Excerpt to read Block Start

Two massive eruptions from the La Soufriere volcano on the Caribbean island of Saint Vincent island have sent residents into a tailspin. As if that wasn’t enough to deal with, many citizens have been dealt another cruel blow.

The volcano, dormant for more than 40 years, suddenly erupted twice on Friday, April 9, sending smoke and ash into the atmosphere in a plume six miles high, with lightning strikes visible in the plume.

According to witness descriptions, parts of the island are almost entirely engulfed in ash and smoke, with the thick ash layer also covering people and cars.

“Ashes can cause flight delays as a result of diversions,” the West Indies University Seismic Research Center said on Twitter. “Ash on the ground will irritate people with respiratory diseases and contaminate water sources.”

Experts have warned that the explosions could continue for days or possibly weeks.
La Soufriere volcano has been dormant since 1979, with the most recent eruption causing $100 million in damages. An eruption in 1902 left more than 1,000 people dead, reports the Daily Mail.

The volcano is on the eastern side of St. Vincent, and when the second eruption occurred six hours after the first, thousands of residents were ordered to evacuate.
Saint Vincent and the Grenadines have just over 100,000 people. About 4,500 residents near the volcano have already been evacuated by boat and road.

On Sunday, the island’s emergency management organization Nemo tweeted to confirm that most of the country experienced power outages due to another explosive event.

Their tweet read: ”Massive power outage following another explosive event at La Soufriere Volcano. Lightning, thunder, and rumblings. Majority of the country out of power and covered in ash.”

Excerpt to read Block End

- [Task goal] Pick up the news piece on the La Soufriere eruptions on Saint Vincent right after its last sentence, and carry it forward in the same style.

Source information Block Start

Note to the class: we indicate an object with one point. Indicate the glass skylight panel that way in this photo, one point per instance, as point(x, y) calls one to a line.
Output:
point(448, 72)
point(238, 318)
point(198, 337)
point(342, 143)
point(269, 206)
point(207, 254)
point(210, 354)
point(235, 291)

Source information Block End

- [Exercise answer]
Much of the island has been plunged into total darkness. The thick ash later covered the area, including people and vehicles.

The neighboring island nations St. Lucia, Grenada, Antigua, and Barbados agreed to accept evacuees providing they were fully vaccinated against the CCP (COVID-19) Virus.
According to St. Vincent Prime Minister Ralph Gonsalves, only citizens who have been vaccinated against the coronavirus will be able to board a cruise ship to evacuate from the Caribbean island.
He said: ‘The chief medical officer would be identifying the persons already vaccinated so that we can get them on the ship.’

The residents who had not been vaccinated but were likely to have been immediately vaccinated to take part in the cruise ship evacuations will not be able to board the ships due to potential side effects such as “dizziness.”

No deaths or injuries have been recorded due to the eruption, and Gonsalves urged citizens to remain calm, patient, and vigilant against the coronavirus. He said he spoke to Caribbean governments about accepting the citizens’ identification cards instead of passports if they did not have them.